PROVIDED PASSAGE.

+-------+

Why is it that if people are interested in something, another person will suddenly grow an interest on that something too?
I’m not sure if you know what I’m trying to say, but if you do, then our thinking is at the same wavelength.
I may be a bit selfish though because there are things that I know other people like, but I hate to share, I like to think that I loved it/them first, I tend to be possessive and yeah I sometimes get happy when I meet another person who has the same interest but in most cases I get annoyed. This is something about me that I want to change.
So speaking of changes since today is the first of the year what better day to declare to the world the things you want to change in you. You know what I’m talking about. Resolutions.
Resolution # 1 Always pick up the pieces.
This may mean a lot of things but for me it means that I should always (or at least try) to hold things together. I could be seen as a strong person, but deep inside I crumble as easily as a Ritz biscuit in your hand. This resolution has a double meaning for me. Pick up the pieces of my life that are intangible and tangible. I must learn how to clean after myself. Being busy is not an excuse to set tidying for later, The more you actually put-off things for later, the more work you would need to do at a later time. I must learn how to pick up things as i go and not settle for procrastination.
Resolution # 2 Finish what i started
You know how sometimes you can get excited in starting a project. Generating plans, creating a check list of things to be done. This is actually one of things that I love to do. But sometimes if something goes wrong or a deadline is not met I lose my self confidence and my interest in the project, and in turn (yes) I put it off for later. Maybe it is the Gemini in me. Try reading about as and i hate to say that 7 out of the 10 descriptions are applicable to me. But I should stop thinking that I way. I must always have a positive outlook on things, learn how to manage the things on my plate and in the end finish what I had started. Blogging for example. Or my long forgotten 365 project. I must have discipline and writing about it might help me in one way or another.

+-------+

[Point localization data]

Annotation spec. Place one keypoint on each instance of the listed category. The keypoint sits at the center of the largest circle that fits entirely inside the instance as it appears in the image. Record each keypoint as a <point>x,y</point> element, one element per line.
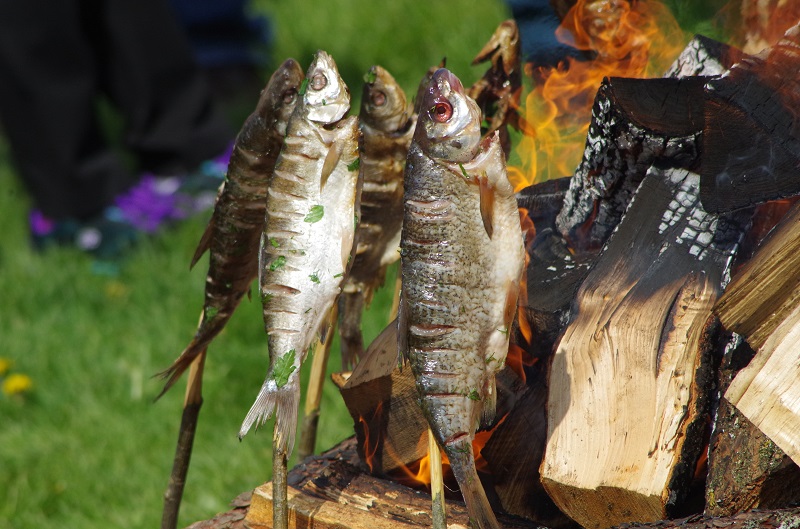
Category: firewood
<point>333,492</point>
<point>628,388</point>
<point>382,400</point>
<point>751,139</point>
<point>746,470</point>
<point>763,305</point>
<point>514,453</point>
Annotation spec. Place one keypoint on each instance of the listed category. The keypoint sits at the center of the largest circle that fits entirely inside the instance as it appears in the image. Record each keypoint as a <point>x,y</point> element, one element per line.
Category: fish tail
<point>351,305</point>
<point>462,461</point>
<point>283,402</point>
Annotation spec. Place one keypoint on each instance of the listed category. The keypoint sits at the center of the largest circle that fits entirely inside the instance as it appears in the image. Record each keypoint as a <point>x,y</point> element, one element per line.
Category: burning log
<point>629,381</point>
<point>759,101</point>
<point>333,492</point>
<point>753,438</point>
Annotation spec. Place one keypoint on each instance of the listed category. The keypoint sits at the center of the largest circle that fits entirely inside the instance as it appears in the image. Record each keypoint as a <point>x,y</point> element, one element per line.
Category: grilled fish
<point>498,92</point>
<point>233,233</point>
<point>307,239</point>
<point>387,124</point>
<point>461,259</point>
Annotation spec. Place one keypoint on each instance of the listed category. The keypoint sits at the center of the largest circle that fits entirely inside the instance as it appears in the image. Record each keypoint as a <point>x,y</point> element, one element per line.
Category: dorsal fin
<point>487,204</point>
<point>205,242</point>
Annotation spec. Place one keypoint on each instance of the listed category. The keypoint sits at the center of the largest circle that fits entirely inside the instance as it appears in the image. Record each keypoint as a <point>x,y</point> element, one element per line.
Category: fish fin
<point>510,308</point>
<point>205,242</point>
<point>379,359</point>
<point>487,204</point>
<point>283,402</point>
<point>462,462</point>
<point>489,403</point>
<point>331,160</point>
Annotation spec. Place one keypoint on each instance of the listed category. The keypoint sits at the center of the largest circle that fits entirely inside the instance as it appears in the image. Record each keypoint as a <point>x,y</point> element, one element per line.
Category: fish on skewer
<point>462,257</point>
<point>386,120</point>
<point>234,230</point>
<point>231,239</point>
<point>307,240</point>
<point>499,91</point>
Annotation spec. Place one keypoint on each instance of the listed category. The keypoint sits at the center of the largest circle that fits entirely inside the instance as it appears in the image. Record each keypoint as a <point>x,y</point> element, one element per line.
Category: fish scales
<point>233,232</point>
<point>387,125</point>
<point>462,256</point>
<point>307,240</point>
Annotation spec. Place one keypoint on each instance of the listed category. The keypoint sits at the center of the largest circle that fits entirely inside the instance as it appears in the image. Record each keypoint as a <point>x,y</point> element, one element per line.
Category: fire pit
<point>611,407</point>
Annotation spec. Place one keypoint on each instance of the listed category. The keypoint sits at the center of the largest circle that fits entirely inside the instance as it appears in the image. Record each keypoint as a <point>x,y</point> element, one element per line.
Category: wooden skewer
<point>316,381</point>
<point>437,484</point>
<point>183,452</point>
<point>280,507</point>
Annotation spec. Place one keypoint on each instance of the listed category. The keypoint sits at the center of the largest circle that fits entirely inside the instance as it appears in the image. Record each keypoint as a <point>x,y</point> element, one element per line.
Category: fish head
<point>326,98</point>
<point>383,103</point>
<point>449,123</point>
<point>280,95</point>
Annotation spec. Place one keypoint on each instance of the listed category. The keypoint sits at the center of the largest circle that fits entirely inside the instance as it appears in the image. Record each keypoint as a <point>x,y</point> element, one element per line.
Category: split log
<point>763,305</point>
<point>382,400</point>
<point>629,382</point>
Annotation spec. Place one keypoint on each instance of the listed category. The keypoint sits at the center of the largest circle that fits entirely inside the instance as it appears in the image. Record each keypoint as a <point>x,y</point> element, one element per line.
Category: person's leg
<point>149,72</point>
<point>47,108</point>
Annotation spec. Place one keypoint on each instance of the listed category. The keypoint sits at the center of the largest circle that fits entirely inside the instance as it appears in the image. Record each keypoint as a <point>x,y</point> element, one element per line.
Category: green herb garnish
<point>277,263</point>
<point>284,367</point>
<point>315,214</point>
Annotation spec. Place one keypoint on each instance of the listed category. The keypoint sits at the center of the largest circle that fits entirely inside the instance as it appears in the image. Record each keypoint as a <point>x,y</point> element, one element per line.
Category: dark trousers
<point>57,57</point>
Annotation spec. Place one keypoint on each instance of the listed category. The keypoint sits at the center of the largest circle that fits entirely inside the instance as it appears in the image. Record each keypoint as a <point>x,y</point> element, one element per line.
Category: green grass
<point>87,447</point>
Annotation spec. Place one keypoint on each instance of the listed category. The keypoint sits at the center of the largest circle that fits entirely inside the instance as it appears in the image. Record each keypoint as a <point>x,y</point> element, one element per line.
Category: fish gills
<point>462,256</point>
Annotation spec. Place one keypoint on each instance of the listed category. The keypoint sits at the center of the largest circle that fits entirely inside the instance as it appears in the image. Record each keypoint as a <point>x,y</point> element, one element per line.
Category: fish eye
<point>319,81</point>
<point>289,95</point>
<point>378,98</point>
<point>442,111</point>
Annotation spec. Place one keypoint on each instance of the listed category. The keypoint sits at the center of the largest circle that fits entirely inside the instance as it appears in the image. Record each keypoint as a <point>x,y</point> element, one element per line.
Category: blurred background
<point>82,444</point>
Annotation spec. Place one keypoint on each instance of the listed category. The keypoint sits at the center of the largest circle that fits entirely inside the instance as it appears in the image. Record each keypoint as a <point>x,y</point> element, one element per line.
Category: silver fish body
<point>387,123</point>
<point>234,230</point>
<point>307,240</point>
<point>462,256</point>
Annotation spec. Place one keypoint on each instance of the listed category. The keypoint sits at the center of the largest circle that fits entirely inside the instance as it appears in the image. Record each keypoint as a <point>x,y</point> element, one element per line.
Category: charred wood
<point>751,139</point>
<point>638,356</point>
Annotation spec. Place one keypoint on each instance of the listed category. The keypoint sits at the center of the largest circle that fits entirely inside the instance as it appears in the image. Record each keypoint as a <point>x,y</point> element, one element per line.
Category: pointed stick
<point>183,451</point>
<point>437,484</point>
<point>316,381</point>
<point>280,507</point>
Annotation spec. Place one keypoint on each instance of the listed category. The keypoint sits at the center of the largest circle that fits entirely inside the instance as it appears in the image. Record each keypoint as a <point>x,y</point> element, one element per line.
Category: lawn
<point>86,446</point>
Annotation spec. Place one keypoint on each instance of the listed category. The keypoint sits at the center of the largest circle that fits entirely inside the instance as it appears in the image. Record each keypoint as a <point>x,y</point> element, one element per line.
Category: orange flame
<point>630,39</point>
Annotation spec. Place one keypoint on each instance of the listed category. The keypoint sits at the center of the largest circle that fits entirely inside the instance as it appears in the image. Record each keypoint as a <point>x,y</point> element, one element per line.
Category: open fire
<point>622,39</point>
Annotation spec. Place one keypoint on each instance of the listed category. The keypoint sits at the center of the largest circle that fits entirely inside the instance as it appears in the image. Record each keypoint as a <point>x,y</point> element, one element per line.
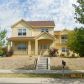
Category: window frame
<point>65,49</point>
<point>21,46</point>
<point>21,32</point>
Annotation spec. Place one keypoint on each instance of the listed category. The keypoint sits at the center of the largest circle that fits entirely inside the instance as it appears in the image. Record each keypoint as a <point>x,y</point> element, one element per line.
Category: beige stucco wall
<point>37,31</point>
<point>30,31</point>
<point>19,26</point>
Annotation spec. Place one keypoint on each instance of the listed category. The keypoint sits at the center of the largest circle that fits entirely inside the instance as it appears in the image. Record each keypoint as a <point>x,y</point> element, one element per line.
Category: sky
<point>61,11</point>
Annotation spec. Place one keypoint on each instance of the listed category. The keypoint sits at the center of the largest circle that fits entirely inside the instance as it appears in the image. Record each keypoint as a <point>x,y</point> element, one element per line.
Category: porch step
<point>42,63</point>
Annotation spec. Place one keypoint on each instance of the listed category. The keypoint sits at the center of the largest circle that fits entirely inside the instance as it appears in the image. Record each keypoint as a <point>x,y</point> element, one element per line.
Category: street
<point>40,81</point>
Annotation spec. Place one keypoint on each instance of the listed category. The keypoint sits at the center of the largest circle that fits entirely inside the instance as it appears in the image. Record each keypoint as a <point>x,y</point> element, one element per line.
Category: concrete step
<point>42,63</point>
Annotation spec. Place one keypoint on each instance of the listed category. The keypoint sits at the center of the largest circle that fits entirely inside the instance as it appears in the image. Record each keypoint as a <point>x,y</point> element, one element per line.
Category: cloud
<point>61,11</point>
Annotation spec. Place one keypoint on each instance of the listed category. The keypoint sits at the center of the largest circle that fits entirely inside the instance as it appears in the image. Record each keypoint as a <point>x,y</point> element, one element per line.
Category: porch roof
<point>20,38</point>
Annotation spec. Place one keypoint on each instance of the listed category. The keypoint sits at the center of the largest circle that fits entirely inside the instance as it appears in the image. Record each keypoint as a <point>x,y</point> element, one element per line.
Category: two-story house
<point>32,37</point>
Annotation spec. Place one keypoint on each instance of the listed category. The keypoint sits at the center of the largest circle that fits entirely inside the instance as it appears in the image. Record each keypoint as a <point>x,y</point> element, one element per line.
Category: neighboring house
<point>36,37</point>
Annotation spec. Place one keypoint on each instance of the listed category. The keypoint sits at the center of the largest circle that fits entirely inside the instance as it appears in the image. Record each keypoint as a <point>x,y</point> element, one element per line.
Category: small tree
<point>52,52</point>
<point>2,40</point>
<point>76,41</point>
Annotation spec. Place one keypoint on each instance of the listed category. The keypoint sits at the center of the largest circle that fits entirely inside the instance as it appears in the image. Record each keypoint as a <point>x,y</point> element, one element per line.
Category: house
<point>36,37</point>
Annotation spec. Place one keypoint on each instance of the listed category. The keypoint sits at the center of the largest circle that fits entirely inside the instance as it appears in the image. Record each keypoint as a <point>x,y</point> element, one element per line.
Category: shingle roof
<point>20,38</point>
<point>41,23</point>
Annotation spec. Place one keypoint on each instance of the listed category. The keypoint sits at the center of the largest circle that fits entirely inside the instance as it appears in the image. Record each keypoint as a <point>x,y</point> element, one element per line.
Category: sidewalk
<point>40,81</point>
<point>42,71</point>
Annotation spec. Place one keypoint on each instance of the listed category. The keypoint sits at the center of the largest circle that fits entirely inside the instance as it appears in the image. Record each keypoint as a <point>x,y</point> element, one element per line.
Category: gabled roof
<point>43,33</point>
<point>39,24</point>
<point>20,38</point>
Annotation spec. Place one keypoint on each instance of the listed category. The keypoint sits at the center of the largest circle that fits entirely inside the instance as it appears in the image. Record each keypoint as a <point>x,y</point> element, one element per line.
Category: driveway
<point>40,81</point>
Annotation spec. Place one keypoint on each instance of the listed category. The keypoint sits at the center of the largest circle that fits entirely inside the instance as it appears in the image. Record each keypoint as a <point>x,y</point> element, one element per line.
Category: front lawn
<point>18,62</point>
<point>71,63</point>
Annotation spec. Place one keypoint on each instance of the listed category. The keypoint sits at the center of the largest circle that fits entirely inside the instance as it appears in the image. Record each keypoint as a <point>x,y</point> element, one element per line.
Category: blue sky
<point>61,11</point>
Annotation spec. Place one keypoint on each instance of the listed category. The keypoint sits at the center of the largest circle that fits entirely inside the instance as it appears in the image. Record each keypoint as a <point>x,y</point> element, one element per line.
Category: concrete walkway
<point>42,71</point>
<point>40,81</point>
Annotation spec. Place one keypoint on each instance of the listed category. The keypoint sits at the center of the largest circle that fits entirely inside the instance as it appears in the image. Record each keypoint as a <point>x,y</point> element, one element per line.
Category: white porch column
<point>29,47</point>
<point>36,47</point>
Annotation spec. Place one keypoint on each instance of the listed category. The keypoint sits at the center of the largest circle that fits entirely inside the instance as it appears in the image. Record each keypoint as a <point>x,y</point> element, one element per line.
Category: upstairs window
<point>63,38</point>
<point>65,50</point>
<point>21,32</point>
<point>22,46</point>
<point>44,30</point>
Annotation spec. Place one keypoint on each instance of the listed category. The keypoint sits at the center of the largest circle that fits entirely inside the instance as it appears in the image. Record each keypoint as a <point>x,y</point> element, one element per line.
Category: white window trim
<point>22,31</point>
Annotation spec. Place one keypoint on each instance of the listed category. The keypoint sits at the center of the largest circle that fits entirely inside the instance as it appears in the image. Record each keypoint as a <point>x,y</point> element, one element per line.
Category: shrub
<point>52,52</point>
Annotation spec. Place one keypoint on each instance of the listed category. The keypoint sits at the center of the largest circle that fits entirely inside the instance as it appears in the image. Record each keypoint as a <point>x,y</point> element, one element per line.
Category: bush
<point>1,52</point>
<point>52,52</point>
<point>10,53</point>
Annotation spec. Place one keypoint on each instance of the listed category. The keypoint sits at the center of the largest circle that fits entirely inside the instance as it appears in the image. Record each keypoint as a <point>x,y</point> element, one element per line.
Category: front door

+-------+

EXERCISE TASKS.
- a) Quote every sentence in the post on New Year resolutions that begins with the words "I must".
- b) Carry the post on New Year resolutions forward from the point where it stops.

RESULTS OF THE EXERCISE.
- a)
I must learn how to clean after myself.
I must learn how to pick up things as i go and not settle for procrastination.
I must always have a positive outlook on things, learn how to manage the things on my plate and in the end finish what I had started.
I must have discipline and writing about it might help me in one way or another.

- b)
Resolution # 3 Be in control
I must learn to control my life. Controlling meaning that I must be able to redirect the course of my life in the event that I feel that my choices are going the other way. Controlling meaning making the decisions in my life without basing it with another’s life. I am tired of waiting, things will not get done if I continue to depend on others. I must know how to delegate but I must first put my best foot forward and decide on things that I know will be best for me based on experience and my best ally, my instinct.
I guess these sounds simple enough but I am sure that I will still have a challenging time in conditioning myself. All the decisions that I make will in turn make me a better and successful person. I am not getting any younger, I will have my fill of fun, but I will also work hard into securing a good future for me and my future family if I ever have kids. 😀
Wow talk about seriousness on the first day of the year.